> [To do] Find the string "tree" in the entries and copy each line that has it.

> [Dataset entries]
------------------------------
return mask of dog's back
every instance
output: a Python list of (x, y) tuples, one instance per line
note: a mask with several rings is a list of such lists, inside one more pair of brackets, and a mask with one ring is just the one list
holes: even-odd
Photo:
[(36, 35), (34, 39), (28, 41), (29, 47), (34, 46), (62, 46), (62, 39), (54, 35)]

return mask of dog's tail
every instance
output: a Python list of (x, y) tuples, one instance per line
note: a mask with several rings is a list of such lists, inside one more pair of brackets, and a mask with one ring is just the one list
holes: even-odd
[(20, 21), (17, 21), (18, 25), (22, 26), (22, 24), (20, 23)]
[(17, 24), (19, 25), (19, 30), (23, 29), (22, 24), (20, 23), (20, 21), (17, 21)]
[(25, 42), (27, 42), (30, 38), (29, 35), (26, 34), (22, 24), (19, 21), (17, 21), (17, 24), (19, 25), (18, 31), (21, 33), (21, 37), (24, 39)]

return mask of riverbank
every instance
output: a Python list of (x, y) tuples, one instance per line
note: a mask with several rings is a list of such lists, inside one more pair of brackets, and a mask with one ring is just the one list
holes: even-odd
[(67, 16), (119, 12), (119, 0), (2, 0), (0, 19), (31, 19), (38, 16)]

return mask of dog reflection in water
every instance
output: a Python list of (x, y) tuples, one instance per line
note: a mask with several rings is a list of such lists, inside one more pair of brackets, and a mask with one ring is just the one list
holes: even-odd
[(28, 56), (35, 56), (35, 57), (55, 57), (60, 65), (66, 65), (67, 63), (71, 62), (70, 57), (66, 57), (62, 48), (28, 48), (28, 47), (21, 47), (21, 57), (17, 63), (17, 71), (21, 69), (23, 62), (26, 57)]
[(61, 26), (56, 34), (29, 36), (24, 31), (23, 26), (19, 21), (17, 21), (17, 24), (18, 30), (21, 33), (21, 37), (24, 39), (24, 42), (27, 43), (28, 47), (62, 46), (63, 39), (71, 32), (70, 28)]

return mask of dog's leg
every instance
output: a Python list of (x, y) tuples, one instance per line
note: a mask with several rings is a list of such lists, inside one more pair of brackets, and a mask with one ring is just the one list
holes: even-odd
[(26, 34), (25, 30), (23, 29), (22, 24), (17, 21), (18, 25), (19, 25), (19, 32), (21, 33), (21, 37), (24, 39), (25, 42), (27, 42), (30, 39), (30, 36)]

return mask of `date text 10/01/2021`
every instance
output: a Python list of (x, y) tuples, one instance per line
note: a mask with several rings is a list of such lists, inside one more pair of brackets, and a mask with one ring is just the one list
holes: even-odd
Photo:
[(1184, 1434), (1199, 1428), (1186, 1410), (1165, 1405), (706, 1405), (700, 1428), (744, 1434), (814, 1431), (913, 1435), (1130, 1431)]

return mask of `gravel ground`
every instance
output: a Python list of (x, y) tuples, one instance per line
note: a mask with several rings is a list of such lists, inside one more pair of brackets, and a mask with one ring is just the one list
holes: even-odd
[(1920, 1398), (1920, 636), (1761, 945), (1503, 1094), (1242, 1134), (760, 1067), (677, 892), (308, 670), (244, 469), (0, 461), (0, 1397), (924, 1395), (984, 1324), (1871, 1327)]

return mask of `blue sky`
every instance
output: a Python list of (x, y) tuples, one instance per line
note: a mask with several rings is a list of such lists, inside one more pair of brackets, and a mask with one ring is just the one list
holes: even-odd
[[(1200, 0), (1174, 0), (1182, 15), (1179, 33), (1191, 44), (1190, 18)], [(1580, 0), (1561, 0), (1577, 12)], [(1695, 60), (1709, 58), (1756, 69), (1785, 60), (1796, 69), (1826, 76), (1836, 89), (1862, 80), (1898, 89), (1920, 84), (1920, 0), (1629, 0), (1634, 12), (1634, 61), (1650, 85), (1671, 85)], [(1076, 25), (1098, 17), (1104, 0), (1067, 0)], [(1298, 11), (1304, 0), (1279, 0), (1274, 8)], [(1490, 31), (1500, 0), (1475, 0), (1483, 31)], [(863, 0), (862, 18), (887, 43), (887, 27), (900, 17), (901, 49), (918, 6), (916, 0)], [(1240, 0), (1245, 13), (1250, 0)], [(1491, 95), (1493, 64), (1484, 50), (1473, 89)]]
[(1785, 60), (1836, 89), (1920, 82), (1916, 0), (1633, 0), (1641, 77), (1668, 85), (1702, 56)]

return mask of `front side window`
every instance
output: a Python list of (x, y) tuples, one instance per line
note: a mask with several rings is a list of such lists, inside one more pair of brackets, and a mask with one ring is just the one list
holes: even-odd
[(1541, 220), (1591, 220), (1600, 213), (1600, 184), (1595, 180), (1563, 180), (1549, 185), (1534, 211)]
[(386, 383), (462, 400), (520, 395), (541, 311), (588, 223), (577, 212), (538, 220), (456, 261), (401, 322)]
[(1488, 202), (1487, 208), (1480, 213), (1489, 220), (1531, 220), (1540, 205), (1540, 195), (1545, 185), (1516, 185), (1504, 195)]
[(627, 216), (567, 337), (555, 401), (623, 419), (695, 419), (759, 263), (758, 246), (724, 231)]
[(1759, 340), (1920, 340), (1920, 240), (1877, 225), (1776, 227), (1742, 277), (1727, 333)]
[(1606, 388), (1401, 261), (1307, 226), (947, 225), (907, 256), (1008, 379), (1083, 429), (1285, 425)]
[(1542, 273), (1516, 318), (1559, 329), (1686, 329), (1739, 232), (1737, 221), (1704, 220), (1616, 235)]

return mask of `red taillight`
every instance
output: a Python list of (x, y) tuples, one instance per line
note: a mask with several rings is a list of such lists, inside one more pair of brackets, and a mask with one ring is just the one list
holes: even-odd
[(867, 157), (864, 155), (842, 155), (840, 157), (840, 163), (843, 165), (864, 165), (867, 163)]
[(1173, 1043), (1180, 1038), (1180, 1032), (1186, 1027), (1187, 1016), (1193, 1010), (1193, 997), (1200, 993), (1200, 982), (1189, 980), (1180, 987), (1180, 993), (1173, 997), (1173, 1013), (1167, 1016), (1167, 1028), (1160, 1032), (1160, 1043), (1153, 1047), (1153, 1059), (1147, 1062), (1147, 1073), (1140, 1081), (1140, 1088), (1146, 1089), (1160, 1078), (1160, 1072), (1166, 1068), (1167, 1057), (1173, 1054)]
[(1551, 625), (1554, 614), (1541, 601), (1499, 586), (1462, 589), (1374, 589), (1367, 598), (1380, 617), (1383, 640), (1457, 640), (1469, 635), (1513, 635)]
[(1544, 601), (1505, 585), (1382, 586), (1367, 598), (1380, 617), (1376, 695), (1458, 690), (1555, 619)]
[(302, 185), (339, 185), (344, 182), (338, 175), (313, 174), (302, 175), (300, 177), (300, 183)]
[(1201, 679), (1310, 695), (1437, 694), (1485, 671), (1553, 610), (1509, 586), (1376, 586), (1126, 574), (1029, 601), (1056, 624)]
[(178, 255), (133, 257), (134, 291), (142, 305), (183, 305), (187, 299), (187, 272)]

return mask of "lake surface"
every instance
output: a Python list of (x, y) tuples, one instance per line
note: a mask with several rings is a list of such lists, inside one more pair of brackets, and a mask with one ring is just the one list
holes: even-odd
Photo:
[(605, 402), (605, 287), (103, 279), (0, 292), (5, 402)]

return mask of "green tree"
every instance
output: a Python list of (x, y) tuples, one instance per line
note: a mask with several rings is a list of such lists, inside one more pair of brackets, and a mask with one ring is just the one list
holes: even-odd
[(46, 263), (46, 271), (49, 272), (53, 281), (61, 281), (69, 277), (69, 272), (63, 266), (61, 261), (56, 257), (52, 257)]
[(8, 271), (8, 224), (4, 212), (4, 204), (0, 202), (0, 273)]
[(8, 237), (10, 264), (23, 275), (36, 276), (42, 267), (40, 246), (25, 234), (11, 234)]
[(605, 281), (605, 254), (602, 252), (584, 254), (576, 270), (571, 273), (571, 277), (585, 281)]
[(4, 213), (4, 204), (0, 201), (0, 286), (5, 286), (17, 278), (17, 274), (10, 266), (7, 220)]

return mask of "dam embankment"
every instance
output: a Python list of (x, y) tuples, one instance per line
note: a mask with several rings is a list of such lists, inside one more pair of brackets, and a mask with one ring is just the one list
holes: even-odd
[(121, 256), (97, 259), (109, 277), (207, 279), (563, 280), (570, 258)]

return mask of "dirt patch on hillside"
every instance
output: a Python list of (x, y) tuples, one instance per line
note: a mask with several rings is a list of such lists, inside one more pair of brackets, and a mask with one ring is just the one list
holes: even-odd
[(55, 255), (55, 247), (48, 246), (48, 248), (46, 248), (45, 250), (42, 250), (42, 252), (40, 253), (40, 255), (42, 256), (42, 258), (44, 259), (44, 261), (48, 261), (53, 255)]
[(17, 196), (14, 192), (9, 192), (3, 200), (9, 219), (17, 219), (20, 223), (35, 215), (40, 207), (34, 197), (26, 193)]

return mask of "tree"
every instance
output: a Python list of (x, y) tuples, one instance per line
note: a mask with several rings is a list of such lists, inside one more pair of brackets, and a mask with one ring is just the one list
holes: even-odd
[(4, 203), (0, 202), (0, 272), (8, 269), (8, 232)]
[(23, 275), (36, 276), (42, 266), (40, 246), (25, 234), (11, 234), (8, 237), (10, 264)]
------------------------------
> [Answer area]
return mask of "green tree"
return mask of "tree"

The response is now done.